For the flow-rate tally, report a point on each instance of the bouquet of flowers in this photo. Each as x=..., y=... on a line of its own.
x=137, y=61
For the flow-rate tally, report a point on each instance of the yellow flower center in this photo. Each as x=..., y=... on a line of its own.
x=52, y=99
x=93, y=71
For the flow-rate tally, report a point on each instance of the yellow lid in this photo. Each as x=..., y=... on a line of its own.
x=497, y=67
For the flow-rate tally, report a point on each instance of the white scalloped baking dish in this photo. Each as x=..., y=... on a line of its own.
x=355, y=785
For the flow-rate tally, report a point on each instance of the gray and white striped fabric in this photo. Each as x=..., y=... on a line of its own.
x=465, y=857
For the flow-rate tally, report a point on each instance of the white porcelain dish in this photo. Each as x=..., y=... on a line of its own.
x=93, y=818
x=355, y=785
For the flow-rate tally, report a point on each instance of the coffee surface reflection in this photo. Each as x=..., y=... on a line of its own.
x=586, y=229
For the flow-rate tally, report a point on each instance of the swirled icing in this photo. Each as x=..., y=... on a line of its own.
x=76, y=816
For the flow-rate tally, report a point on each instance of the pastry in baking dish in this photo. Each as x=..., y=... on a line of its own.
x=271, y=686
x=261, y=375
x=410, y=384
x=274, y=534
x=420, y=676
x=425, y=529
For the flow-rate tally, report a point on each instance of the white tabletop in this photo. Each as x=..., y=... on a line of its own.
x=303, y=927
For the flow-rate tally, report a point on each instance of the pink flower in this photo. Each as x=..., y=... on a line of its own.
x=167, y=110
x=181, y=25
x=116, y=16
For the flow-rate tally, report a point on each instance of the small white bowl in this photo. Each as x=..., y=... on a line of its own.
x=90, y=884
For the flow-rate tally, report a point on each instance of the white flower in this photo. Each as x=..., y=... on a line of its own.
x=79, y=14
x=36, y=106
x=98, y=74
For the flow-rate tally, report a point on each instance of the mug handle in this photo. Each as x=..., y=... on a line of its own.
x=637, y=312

-*-

WHAT TO DO: Please copy out the items word for word, from the line containing "the yellow lid" through the line containing "x=116, y=16", inclusive.

CORRECT RESPONSE:
For the flow-rate tally, report a point on each instance of the yellow lid in this photo. Each as x=..., y=... on a line of its own.
x=497, y=67
For the flow-rate tally, report a point on each instance of the white scalloped baking dish in this photo. Each as x=..., y=... on a line of its own.
x=355, y=785
For the flow-rate tally, report a point on each instance of the gray and white striped fabric in this photo. Each as x=..., y=... on a line of its own.
x=465, y=857
For the flow-rate tally, report a point on each instance of the white porcelain dish in this photo. Each as x=..., y=... on a line of its own.
x=93, y=818
x=355, y=785
For the flow-rate tally, report a point on each instance of the coffee surface reflection in this photo. Each as x=..., y=... on a line of its own.
x=586, y=229
For the flow-rate tally, report a point on each instance of the swirled icing in this photo. Each as x=..., y=... on a line of its own.
x=76, y=816
For the flow-rate tally, report a point on each instance of the pastry in baking dish in this photo. Each as x=..., y=... on a line of its own.
x=271, y=686
x=261, y=375
x=410, y=384
x=274, y=534
x=420, y=676
x=425, y=529
For the flow-rate tally, report a point on each instance of the white tabletop in this photo. Each as x=..., y=... on a line of its own.
x=303, y=927
For the flow-rate tally, report a point on each instance of the pink flower in this photo. Each as x=..., y=... on a line of its own.
x=167, y=110
x=181, y=25
x=116, y=16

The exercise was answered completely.